-------- INPUT RECORDS

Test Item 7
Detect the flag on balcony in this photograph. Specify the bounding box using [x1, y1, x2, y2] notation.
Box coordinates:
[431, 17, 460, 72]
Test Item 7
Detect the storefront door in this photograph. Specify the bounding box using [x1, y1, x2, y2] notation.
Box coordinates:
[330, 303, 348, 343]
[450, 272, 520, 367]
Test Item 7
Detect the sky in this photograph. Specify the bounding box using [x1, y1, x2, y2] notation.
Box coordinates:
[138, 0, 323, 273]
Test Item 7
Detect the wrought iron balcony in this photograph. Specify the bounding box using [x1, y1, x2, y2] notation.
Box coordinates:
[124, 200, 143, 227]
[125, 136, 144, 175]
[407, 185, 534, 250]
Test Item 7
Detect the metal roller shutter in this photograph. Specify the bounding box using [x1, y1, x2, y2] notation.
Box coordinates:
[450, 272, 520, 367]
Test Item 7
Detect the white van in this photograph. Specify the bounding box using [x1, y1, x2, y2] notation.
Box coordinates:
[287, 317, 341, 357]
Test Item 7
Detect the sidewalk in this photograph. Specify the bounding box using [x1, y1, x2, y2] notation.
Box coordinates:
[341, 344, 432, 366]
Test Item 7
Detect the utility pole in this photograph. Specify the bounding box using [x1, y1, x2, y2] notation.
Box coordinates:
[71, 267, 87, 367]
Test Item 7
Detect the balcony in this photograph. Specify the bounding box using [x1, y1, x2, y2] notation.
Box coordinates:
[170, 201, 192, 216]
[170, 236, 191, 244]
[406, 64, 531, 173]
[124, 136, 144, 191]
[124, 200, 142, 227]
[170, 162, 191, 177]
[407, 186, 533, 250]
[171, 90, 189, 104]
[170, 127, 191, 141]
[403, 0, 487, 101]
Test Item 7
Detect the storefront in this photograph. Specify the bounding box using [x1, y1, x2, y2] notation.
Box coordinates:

----------------

• PROBLEM REQUIREMENTS
Without dropping a single line, output the records above exactly.

• TASK ANSWER
Test Item 7
Detect the flag on balcony in this photograph. Specify the bounding box using [x1, y1, x2, y2] notation.
Box coordinates:
[431, 17, 460, 72]
Test Item 7
Detect the storefront door in this photograph. Specify the bounding box using [x1, y1, x2, y2] notation.
Box coordinates:
[330, 303, 348, 343]
[450, 272, 520, 367]
Test Item 7
Detect the sky in this photograph. Specify the bounding box using [x1, y1, x2, y2] notation.
Box coordinates:
[138, 0, 323, 273]
Test Item 7
Detect the wrought iron balcony in this photograph. Specify the bounding box using [x1, y1, x2, y2] notation.
Box coordinates:
[124, 200, 143, 227]
[125, 136, 144, 175]
[407, 185, 534, 250]
Test Item 7
Detect the metal roller shutter in this photograph. Specify the bounding box using [x1, y1, x2, y2] notation.
Box coordinates:
[450, 272, 520, 367]
Test Item 7
Detect the white van in this photograph. Specify the bounding box using [x1, y1, x2, y2] notation.
Box coordinates:
[287, 317, 341, 357]
Test Item 7
Detect the sidewalk in this photograph. Specify the bounding box using [x1, y1, x2, y2] notation.
Box coordinates:
[341, 344, 432, 366]
Test Item 7
Detect the utility pole in this photograph. Specify the bounding box using [x1, y1, x2, y2] notation.
Box coordinates:
[71, 267, 87, 367]
Test Item 7
Detect the balcony in this photograph. Specify the bounding box using [x1, y1, x2, y2] notation.
Box coordinates:
[170, 201, 192, 216]
[170, 236, 191, 244]
[406, 64, 531, 173]
[124, 136, 144, 191]
[124, 200, 142, 227]
[170, 162, 191, 177]
[407, 186, 533, 250]
[171, 90, 189, 104]
[170, 127, 191, 141]
[403, 0, 487, 101]
Test Item 7
Detect the storefront in this photograph. Specify the bounding box using [x1, y1, x2, y2] notation.
Box coordinates:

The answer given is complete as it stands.